RECORDED DATA
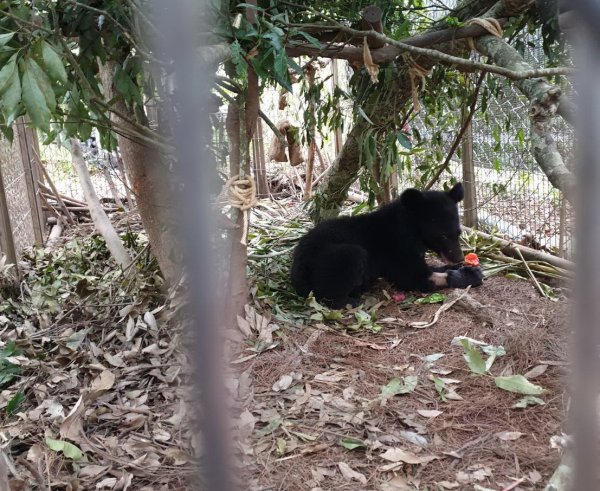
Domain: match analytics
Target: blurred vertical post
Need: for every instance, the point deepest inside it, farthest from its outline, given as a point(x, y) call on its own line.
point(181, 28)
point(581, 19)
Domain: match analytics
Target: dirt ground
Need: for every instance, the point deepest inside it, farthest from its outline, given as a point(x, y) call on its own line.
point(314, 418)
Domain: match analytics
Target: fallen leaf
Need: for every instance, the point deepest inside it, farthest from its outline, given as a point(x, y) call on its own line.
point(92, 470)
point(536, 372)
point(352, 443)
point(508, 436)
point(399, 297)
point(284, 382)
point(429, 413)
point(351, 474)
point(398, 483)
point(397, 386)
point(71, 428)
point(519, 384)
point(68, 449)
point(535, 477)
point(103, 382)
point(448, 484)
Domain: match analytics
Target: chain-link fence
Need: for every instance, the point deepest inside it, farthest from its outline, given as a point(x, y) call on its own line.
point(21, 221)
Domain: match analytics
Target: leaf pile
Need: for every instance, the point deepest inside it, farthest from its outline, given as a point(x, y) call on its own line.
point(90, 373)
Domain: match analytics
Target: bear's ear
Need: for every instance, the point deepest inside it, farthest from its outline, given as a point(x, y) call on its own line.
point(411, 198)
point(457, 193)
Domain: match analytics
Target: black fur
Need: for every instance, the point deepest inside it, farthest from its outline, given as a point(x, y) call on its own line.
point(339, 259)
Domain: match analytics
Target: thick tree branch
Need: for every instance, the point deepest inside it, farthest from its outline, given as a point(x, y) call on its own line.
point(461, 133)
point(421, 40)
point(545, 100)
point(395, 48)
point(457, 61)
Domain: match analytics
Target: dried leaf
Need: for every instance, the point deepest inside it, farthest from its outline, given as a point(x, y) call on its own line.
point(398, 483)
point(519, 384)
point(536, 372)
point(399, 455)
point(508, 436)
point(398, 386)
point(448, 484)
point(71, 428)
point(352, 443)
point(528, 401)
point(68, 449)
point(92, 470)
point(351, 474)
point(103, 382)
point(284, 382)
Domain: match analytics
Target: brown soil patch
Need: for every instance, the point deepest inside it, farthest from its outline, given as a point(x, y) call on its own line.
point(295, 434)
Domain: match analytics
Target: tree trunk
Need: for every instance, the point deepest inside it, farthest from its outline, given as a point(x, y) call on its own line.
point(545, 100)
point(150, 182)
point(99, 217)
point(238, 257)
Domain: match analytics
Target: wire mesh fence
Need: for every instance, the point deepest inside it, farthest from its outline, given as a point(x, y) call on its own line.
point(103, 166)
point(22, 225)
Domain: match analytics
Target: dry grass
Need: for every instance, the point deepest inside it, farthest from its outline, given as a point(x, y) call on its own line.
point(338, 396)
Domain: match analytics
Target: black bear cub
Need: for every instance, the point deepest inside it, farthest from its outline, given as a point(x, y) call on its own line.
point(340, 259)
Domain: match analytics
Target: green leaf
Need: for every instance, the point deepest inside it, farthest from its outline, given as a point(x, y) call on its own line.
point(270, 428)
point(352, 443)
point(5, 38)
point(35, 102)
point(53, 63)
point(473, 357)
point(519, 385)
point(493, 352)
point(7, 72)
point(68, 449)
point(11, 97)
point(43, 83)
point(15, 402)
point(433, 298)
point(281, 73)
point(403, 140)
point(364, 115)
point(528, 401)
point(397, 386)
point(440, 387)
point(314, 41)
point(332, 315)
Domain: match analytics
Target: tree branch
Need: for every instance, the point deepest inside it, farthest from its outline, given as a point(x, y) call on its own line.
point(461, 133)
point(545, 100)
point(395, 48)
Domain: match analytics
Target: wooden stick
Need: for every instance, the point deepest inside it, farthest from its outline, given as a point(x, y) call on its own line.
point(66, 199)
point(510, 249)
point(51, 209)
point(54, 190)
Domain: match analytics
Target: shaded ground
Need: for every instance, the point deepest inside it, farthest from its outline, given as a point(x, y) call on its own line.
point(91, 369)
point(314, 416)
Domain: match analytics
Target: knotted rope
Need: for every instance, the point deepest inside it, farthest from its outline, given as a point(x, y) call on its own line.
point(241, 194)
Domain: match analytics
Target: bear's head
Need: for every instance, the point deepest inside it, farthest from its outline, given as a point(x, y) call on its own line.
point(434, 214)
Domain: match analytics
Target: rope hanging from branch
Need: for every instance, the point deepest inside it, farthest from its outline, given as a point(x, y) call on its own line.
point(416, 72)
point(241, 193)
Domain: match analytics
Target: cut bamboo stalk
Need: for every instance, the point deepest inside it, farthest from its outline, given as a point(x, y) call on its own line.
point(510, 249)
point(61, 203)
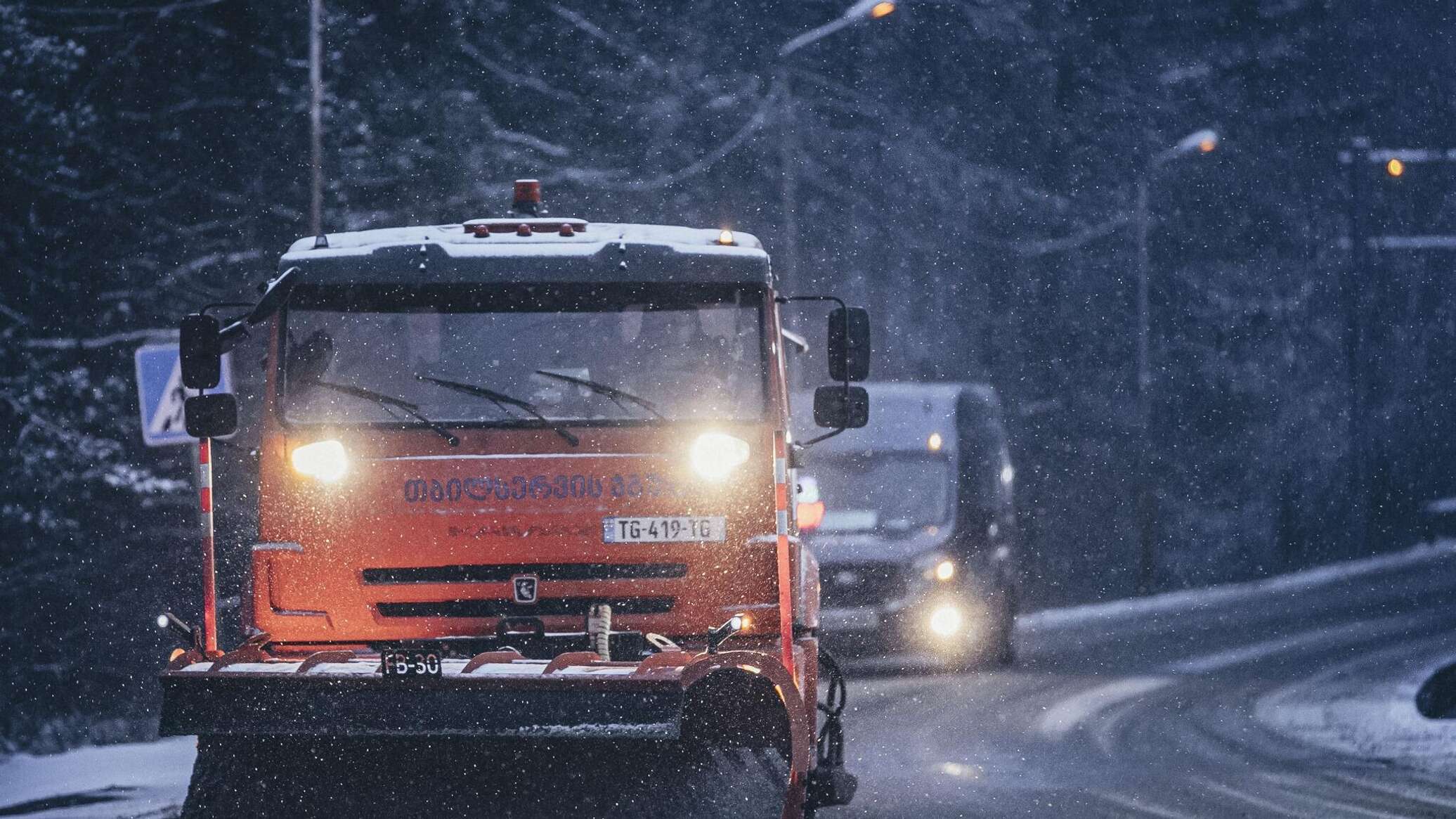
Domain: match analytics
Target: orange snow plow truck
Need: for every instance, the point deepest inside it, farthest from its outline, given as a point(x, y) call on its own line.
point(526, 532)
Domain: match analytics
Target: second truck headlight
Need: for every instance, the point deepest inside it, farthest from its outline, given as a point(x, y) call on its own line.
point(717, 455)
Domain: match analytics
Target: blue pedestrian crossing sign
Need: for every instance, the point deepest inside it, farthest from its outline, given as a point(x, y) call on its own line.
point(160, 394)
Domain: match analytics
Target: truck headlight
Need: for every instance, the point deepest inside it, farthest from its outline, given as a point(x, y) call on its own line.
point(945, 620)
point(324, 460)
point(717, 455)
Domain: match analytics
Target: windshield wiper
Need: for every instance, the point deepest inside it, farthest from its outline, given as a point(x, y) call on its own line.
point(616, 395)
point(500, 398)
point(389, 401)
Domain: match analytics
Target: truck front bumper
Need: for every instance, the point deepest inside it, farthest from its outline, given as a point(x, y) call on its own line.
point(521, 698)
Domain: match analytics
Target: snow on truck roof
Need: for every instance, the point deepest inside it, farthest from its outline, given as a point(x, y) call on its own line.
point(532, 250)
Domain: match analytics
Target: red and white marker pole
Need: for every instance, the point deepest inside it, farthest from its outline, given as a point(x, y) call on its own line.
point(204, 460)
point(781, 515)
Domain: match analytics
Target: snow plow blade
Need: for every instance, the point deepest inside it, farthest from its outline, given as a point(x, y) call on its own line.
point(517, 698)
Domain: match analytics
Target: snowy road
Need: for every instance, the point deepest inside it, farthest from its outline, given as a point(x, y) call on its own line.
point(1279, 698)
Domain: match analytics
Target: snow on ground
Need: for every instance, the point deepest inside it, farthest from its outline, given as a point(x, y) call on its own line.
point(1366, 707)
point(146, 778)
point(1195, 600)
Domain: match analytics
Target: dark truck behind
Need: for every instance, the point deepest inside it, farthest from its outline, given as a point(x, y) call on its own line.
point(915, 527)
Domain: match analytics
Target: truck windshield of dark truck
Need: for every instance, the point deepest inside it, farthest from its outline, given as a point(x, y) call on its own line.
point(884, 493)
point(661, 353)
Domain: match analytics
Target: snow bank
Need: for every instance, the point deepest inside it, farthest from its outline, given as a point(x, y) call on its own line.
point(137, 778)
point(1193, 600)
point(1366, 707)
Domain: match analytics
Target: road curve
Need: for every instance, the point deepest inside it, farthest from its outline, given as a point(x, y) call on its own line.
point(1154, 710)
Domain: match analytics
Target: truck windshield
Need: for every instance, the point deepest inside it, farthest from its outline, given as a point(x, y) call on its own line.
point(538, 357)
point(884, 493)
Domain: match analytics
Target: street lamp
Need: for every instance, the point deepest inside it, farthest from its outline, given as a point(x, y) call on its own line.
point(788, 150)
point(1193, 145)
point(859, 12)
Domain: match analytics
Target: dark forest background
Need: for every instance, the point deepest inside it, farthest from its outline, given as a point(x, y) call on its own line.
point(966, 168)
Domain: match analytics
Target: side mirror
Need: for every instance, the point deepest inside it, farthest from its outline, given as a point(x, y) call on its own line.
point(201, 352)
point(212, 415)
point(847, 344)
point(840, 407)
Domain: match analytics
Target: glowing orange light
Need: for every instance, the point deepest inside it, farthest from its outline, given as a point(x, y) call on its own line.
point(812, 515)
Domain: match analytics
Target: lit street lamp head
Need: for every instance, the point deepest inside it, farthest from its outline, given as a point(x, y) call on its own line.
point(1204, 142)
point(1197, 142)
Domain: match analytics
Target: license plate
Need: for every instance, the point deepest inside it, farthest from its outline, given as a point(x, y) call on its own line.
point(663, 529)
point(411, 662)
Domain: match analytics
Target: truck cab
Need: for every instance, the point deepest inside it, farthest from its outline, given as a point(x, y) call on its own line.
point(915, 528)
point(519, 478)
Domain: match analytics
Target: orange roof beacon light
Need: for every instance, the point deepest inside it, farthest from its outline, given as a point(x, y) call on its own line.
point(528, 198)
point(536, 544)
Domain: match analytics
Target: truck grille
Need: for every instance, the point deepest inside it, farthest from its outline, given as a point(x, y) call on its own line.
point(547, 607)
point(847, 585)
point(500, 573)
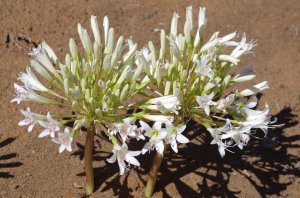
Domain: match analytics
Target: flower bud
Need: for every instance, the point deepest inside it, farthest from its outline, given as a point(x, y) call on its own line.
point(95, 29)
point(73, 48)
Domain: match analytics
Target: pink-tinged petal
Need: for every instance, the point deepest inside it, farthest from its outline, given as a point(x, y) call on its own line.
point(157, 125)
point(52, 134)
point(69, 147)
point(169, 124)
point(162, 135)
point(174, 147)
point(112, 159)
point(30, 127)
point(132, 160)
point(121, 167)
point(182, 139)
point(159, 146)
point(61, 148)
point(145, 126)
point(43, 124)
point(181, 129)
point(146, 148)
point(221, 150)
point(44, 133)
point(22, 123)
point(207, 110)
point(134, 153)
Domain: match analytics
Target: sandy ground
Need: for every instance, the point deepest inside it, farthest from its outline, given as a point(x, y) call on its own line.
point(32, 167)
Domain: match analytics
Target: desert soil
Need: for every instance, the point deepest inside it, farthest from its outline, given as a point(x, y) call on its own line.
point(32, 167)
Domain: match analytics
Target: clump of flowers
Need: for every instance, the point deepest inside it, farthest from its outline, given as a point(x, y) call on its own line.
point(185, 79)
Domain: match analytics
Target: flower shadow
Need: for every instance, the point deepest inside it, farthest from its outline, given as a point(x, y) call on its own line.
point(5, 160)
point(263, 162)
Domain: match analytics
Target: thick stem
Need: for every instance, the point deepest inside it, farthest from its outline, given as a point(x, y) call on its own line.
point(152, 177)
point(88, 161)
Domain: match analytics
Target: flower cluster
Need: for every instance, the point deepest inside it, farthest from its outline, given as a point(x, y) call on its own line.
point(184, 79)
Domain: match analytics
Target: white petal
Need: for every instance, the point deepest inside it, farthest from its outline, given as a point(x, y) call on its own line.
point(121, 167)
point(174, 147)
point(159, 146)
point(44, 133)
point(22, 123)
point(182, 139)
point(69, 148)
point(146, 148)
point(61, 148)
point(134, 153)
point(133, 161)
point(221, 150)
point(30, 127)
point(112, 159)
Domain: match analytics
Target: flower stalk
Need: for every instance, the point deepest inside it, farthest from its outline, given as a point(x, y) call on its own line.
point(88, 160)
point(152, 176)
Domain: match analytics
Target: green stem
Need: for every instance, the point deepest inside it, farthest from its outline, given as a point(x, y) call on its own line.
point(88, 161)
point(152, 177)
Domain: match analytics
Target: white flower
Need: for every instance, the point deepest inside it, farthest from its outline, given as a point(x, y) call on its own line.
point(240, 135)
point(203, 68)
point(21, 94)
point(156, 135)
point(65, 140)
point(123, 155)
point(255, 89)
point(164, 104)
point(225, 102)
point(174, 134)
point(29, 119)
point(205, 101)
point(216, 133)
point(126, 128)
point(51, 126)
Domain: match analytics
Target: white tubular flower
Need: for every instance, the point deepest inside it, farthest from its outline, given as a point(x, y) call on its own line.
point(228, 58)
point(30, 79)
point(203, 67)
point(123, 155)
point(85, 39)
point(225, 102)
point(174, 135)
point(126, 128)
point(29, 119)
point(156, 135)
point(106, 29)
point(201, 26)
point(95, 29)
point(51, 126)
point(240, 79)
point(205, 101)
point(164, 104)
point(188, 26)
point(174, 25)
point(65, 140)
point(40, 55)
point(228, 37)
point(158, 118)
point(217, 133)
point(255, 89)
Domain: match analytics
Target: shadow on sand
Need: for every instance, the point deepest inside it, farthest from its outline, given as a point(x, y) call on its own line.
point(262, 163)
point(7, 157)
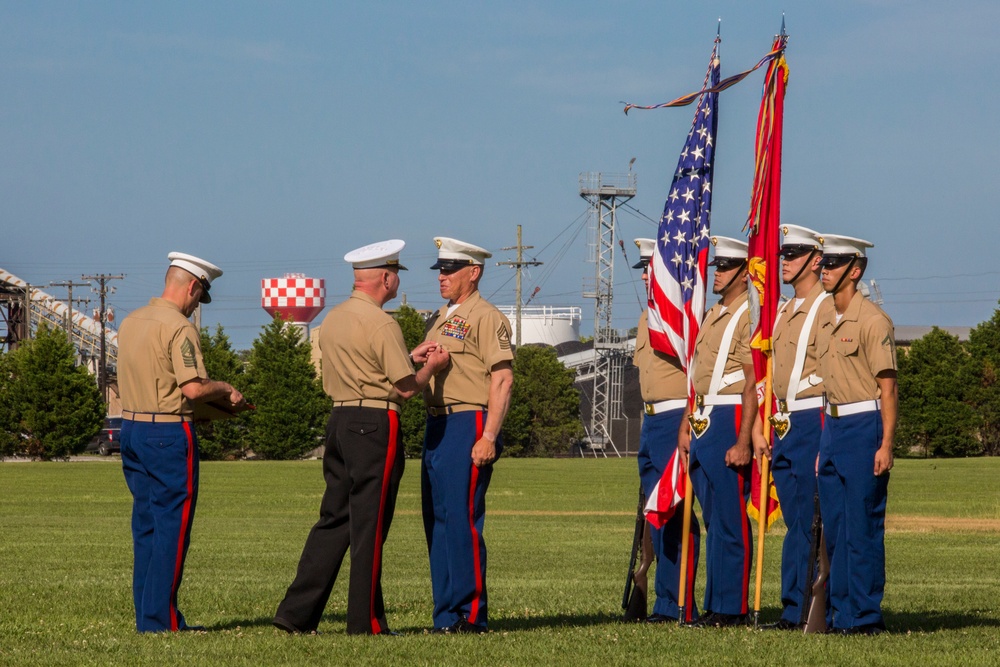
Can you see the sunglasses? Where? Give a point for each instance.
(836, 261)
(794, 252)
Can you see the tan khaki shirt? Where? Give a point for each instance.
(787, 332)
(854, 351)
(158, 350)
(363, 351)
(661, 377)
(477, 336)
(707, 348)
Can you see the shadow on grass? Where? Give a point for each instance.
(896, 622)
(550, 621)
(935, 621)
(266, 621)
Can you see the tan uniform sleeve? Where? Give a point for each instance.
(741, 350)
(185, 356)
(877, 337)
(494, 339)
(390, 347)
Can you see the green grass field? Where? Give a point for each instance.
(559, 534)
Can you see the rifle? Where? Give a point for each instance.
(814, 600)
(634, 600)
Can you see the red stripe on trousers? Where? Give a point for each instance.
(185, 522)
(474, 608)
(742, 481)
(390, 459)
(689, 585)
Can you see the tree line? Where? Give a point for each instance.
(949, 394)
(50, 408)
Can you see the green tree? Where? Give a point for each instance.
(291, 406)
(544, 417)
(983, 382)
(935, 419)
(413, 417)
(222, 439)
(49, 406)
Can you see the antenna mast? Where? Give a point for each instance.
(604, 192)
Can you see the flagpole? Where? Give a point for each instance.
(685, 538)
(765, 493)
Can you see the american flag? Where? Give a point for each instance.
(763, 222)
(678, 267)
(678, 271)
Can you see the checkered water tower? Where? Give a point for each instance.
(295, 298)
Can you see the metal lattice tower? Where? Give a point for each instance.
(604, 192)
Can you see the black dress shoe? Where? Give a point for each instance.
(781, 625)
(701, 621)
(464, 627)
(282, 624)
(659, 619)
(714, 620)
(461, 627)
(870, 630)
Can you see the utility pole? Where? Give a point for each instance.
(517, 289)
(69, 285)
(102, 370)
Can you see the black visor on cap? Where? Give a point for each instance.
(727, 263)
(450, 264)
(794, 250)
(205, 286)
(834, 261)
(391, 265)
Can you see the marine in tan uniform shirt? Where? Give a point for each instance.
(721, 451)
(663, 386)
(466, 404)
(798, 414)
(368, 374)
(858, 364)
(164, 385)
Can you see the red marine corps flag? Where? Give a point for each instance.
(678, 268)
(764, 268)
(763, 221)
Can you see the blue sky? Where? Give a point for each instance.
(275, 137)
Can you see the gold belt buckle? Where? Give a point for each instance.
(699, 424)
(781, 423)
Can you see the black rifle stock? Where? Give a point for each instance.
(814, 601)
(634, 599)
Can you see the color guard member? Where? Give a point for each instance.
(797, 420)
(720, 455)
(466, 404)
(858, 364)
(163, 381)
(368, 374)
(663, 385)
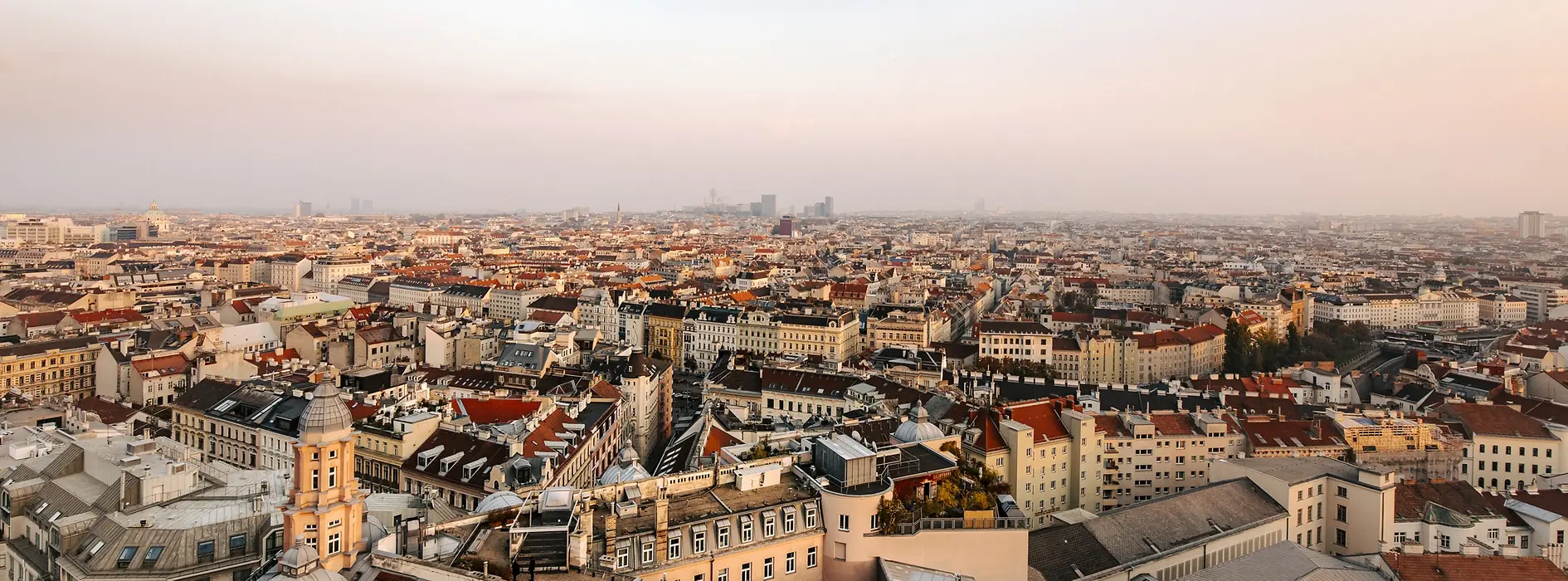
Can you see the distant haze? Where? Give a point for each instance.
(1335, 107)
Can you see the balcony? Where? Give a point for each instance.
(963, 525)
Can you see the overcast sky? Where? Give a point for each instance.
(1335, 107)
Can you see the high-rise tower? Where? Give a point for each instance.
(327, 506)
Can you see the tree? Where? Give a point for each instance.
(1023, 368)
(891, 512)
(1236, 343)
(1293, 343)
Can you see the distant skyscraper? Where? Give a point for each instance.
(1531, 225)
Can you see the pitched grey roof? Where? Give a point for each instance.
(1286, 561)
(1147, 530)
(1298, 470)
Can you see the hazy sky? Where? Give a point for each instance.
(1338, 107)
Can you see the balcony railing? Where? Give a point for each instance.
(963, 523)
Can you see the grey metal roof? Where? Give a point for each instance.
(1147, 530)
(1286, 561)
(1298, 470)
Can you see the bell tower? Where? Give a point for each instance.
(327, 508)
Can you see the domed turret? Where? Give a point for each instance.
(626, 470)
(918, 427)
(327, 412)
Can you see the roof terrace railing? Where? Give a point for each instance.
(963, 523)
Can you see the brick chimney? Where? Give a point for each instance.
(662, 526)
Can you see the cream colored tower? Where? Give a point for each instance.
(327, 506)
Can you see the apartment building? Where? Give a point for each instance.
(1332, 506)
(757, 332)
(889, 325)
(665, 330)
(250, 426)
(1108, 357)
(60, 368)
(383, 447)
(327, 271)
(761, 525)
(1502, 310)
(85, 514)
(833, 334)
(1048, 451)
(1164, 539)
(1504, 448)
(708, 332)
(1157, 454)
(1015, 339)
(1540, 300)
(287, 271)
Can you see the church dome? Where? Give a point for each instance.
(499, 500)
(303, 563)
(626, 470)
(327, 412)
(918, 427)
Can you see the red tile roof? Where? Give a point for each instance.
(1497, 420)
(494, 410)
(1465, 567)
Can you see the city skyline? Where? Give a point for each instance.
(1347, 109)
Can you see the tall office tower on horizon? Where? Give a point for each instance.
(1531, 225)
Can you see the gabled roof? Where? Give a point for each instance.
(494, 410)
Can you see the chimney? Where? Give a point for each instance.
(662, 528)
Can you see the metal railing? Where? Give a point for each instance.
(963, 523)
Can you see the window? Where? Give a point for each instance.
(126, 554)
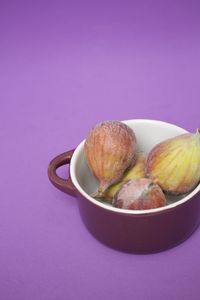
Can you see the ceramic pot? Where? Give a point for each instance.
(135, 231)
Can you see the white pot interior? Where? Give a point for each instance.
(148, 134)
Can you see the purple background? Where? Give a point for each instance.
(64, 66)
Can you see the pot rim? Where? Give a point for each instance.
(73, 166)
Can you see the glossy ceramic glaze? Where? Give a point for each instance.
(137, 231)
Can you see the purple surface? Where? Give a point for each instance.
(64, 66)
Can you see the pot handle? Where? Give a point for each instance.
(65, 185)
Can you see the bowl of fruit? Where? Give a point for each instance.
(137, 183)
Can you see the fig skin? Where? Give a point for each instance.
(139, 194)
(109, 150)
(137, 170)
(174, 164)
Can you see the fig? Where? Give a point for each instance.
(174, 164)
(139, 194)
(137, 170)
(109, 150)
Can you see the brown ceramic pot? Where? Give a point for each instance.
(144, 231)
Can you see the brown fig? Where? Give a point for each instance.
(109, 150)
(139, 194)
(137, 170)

EXERCISE DETAILS
Take each line in the listing that has the word "leaf" and copy it.

SOLUTION FOR THIS TASK
Target: fallen leaf
Target: leaf pile
Target: dried leaf
Target: green leaf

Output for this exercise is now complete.